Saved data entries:

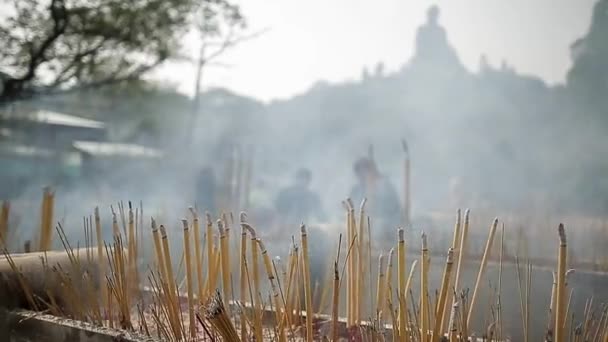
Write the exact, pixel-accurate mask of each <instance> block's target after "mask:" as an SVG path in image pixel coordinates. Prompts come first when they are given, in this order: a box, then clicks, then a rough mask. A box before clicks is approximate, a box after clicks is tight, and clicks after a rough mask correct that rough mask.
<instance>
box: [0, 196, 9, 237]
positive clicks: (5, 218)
mask: <svg viewBox="0 0 608 342" xmlns="http://www.w3.org/2000/svg"><path fill="white" fill-rule="evenodd" d="M10 211H11V203H10V202H9V201H3V202H2V212H0V243H2V244H4V245H7V244H8V217H9V213H10Z"/></svg>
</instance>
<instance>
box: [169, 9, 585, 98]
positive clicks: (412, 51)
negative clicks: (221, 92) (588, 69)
mask: <svg viewBox="0 0 608 342" xmlns="http://www.w3.org/2000/svg"><path fill="white" fill-rule="evenodd" d="M238 3H239V4H240V5H241V9H242V12H243V14H244V15H245V16H246V18H247V20H248V23H249V30H250V31H251V32H254V31H258V30H261V29H267V30H268V31H266V32H265V33H264V34H263V35H261V36H260V37H258V38H256V39H254V40H250V41H246V42H243V43H242V44H240V45H239V46H237V47H235V48H234V49H232V50H230V51H228V52H226V53H225V54H224V55H223V56H222V59H221V63H222V64H224V65H223V66H215V67H209V68H207V69H206V70H205V71H204V76H203V87H204V88H210V87H226V88H229V89H231V90H232V91H235V92H237V93H239V94H243V95H247V96H251V97H255V98H257V99H260V100H263V101H271V100H274V99H283V98H288V97H290V96H293V95H295V94H299V93H302V92H304V91H306V90H307V89H308V88H310V87H311V86H312V85H313V84H314V83H315V82H317V81H319V80H324V81H329V82H341V81H346V80H356V79H358V78H360V76H361V73H362V70H363V68H364V67H368V68H370V69H373V66H374V65H375V64H376V63H378V62H383V63H384V64H385V70H387V71H394V70H398V69H399V68H400V67H401V66H402V65H403V64H404V63H405V62H406V61H407V60H408V58H409V57H410V56H411V55H412V53H413V44H414V37H415V32H416V28H417V27H418V26H420V25H421V24H422V23H424V21H425V15H426V9H427V8H428V7H429V6H430V5H432V4H437V5H439V7H440V9H441V17H440V23H441V24H442V25H443V26H444V27H445V29H446V30H447V34H448V39H449V41H450V42H451V44H452V46H454V48H455V49H456V50H457V52H458V54H459V56H460V58H461V60H462V61H463V63H464V64H465V66H466V67H467V68H469V69H470V70H472V71H474V70H476V69H477V67H478V64H479V58H480V55H481V54H486V56H487V57H488V59H489V62H490V64H492V65H494V66H499V65H500V63H501V61H502V60H506V61H507V62H508V63H509V64H510V65H512V66H513V67H515V69H516V70H517V71H518V72H520V73H523V74H532V75H537V76H539V77H541V78H542V79H544V80H545V81H546V82H548V83H549V84H556V83H561V82H563V81H564V79H565V74H566V72H567V70H568V68H569V67H570V64H571V61H570V55H569V45H570V44H571V43H572V42H573V41H574V40H575V39H577V38H579V37H580V36H582V35H583V34H584V33H585V32H586V31H587V29H588V26H589V21H590V17H591V11H592V7H593V4H594V3H595V0H449V1H448V0H444V1H441V0H439V1H427V0H240V2H238ZM184 44H185V45H186V46H187V47H188V48H191V49H193V50H195V49H196V48H197V42H196V40H194V39H185V40H184ZM158 77H159V78H161V79H163V80H164V81H165V82H169V83H170V84H174V85H175V86H177V88H178V89H179V91H181V92H184V93H186V94H192V93H193V89H194V67H193V66H192V65H189V64H175V63H172V64H169V65H167V66H165V67H164V68H163V69H162V70H160V71H159V73H158Z"/></svg>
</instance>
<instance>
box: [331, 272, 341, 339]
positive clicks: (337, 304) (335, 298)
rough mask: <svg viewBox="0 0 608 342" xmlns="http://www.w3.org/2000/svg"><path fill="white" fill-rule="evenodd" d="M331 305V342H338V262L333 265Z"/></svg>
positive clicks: (338, 297)
mask: <svg viewBox="0 0 608 342" xmlns="http://www.w3.org/2000/svg"><path fill="white" fill-rule="evenodd" d="M333 285H334V287H333V295H332V305H331V340H332V341H338V308H339V305H340V273H339V271H338V261H337V260H336V262H335V263H334V282H333Z"/></svg>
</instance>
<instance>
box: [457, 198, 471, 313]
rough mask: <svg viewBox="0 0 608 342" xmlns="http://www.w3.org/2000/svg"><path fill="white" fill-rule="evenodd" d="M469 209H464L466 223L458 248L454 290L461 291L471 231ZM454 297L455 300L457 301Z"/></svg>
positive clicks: (464, 222) (462, 233)
mask: <svg viewBox="0 0 608 342" xmlns="http://www.w3.org/2000/svg"><path fill="white" fill-rule="evenodd" d="M469 213H470V211H469V209H467V210H465V211H464V225H463V228H462V234H461V236H460V246H459V247H460V248H459V249H457V250H458V267H457V268H456V279H454V292H455V293H459V290H460V276H461V275H462V268H463V267H464V266H463V265H464V258H465V256H466V252H467V250H466V248H467V235H468V233H469ZM457 300H458V299H457V298H454V301H457Z"/></svg>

THE PROBLEM - Please copy every line of the entries above word for word, leaving out the pictures.

SOLVED EXERCISE -
Write the exact, pixel-accurate mask of each <instance> block's target after "mask:" as an SVG path in image pixel coordinates. Prompts come first when they are given, in this order: a box, then clicks, then a rough mask. A box before clicks is approximate, a box after clicks is tight, and clicks after a rough mask correct that rough mask.
<instance>
box: [0, 196, 9, 237]
positive clicks: (5, 218)
mask: <svg viewBox="0 0 608 342" xmlns="http://www.w3.org/2000/svg"><path fill="white" fill-rule="evenodd" d="M10 211H11V203H10V202H9V201H3V202H2V212H0V243H2V244H4V245H7V244H8V217H9V213H10Z"/></svg>
</instance>
<instance>
box: [169, 9, 585, 98]
positive clicks: (412, 51)
negative clicks: (221, 92) (588, 69)
mask: <svg viewBox="0 0 608 342" xmlns="http://www.w3.org/2000/svg"><path fill="white" fill-rule="evenodd" d="M238 3H239V4H240V5H241V9H242V12H243V14H244V15H245V16H246V18H247V20H248V23H249V30H250V31H251V32H254V31H258V30H261V29H267V30H268V31H266V32H265V33H264V34H263V35H261V36H260V37H258V38H256V39H254V40H250V41H246V42H243V43H242V44H240V45H239V46H237V47H235V48H234V49H232V50H230V51H228V52H226V53H225V54H224V55H223V56H222V59H221V63H222V64H224V65H223V66H215V67H209V68H207V69H206V70H205V71H204V76H203V87H204V88H210V87H226V88H229V89H231V90H232V91H235V92H237V93H239V94H243V95H247V96H251V97H255V98H257V99H260V100H263V101H271V100H274V99H283V98H288V97H290V96H293V95H295V94H299V93H302V92H304V91H306V90H307V89H308V88H310V87H311V86H312V85H313V84H314V83H315V82H317V81H319V80H324V81H329V82H341V81H346V80H356V79H358V78H360V76H361V73H362V70H363V68H364V67H368V68H370V69H373V66H374V65H375V64H376V63H378V62H383V63H384V64H385V70H387V71H394V70H398V69H399V68H400V67H401V66H402V65H403V64H404V63H405V62H406V61H407V60H408V58H409V57H410V56H411V55H412V53H413V44H414V37H415V32H416V28H417V27H418V26H420V25H421V24H422V23H424V21H425V15H426V9H427V8H428V7H429V6H430V5H432V4H437V5H439V7H440V9H441V17H440V23H441V24H442V25H443V26H444V27H445V29H446V30H447V34H448V39H449V41H450V42H451V44H452V46H454V48H455V49H456V50H457V52H458V54H459V56H460V58H461V60H462V61H463V63H464V64H465V66H466V67H467V68H469V69H470V70H472V71H474V70H476V69H477V67H478V64H479V58H480V55H481V54H486V56H487V57H488V59H489V62H490V64H492V65H494V66H499V65H500V63H501V61H502V60H506V61H507V62H508V63H509V64H510V65H512V66H513V67H515V69H516V70H517V71H518V72H520V73H523V74H532V75H537V76H539V77H541V78H542V79H544V80H545V81H546V82H548V83H549V84H556V83H561V82H563V81H564V79H565V74H566V72H567V70H568V68H569V67H570V64H571V61H570V55H569V45H570V44H571V43H572V42H573V41H574V40H575V39H577V38H579V37H580V36H582V35H583V34H584V33H585V32H586V31H587V29H588V26H589V21H590V17H591V11H592V7H593V4H594V3H595V0H449V1H448V0H444V1H441V0H439V1H427V0H240V2H238ZM184 44H185V45H186V46H187V47H188V48H191V49H193V50H195V49H196V48H197V42H196V40H194V39H185V40H184ZM158 77H159V78H161V79H163V80H164V81H165V82H169V83H170V84H174V85H175V86H177V88H178V89H179V91H181V92H184V93H186V94H192V93H193V89H194V67H193V66H192V65H189V64H175V63H172V64H169V65H167V66H165V67H164V68H163V69H162V70H160V71H159V73H158Z"/></svg>
</instance>
<instance>
box: [331, 272, 341, 339]
positive clicks: (337, 304) (335, 298)
rough mask: <svg viewBox="0 0 608 342" xmlns="http://www.w3.org/2000/svg"><path fill="white" fill-rule="evenodd" d="M331 305V342H338V262L333 265Z"/></svg>
positive clicks: (338, 297)
mask: <svg viewBox="0 0 608 342" xmlns="http://www.w3.org/2000/svg"><path fill="white" fill-rule="evenodd" d="M333 285H334V287H333V295H332V305H331V340H332V341H338V308H339V305H340V273H339V271H338V261H337V260H336V262H335V263H334V282H333Z"/></svg>
</instance>
<instance>
box: [457, 198, 471, 313]
rough mask: <svg viewBox="0 0 608 342" xmlns="http://www.w3.org/2000/svg"><path fill="white" fill-rule="evenodd" d="M469 209H464L466 223L458 248L454 290L461 291L471 231ZM454 297L455 300L457 301Z"/></svg>
positive clicks: (464, 222) (462, 233)
mask: <svg viewBox="0 0 608 342" xmlns="http://www.w3.org/2000/svg"><path fill="white" fill-rule="evenodd" d="M469 213H470V211H469V209H467V210H465V211H464V225H463V228H462V234H461V236H460V246H459V247H460V248H459V249H457V250H458V267H457V268H456V279H454V292H455V293H459V290H460V276H461V275H462V268H463V267H464V266H463V265H464V258H465V256H466V252H467V250H466V248H467V235H468V233H469ZM457 300H458V299H457V298H454V301H457Z"/></svg>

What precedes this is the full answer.